**Supplied text:**
- Opening Delimiter -
Welcome to 2025, where asking your CFO to turn sideways or stick out their tongue during a video call isn’t weird — it’s just good risk mitigation. Perry Carpenter of KnowBe4 explores the increasingly absurd cat-and-mouse game between deepfake creators and defenders, offering practical (if occasionally awkward) verification techniques to prevent your organization from joining the ranks of companies that have been scammed out of millions.
Deepfake technology is advancing rapidly. Whether it’s a viral video of a celeb, a CEO’s urgent message or a pundit’s bizarrely controversial statement, the possibility that some piece of media could be a deepfake is no longer science fiction — it’s something very real. Deepfakes are increasingly being weaponized for misinformation, online scams, identity fraud and cyber attacks. By 2027, deepfake-related losses are expected to reach $40 billion, up from $12 billion in 2023.
- Closing Delimiter -
**Records shown:**
- Opening Delimiter -
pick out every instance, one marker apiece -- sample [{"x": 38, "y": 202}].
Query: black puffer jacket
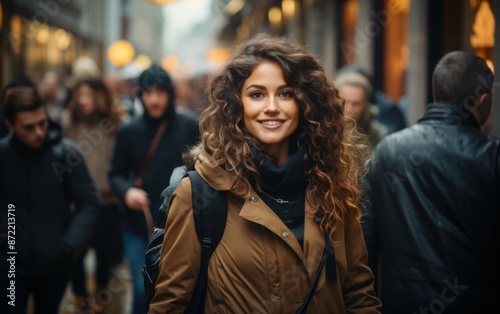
[
  {"x": 40, "y": 185},
  {"x": 432, "y": 215},
  {"x": 133, "y": 141}
]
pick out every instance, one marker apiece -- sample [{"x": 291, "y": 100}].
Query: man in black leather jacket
- Closing Delimiter -
**To do:**
1/ In the text on deepfakes, what amount are deepfake-related losses expected to reach by 2027?
2/ Please carry on the text on deepfakes from its last sentence.
You can disregard the data.

**Answers in order:**
1/ $40 billion

2/
Defining deepfakes
A deepfake is a type of synthetic media — AI-generated imagery, video or audio — but deepfakes come in a variety of forms:
- Face swapping: Replacing one person’s face with another in a video or image
- Lip-syncing: Changing someone’s mouth movements to match a different audio track
- Voice cloning: Replicating someone else’s voice by capturing their tone, accent, sound or mannerisms
- Full-body: Creating an entirely new video of someone performing an action they never did
- Live: A real-time, not pre-fabricated, digitized version of a real person on a video call, broadcast or online stream.
Identify visual oddities
One of the most effective ways to identify deepfake videos is to closely examine visual cues in the media, as this can reveal tell-tale signs that something is off.
Commonly identifiable visual oddities include:
- Unnatural face movements, such as irregularities in eye and eyebrow movements, blinking, lip sync issues, facial expression, missing body parts like tongues.
- Inconsistent backgrounds where objects appear or disappear or where other sudden changes happen in the background.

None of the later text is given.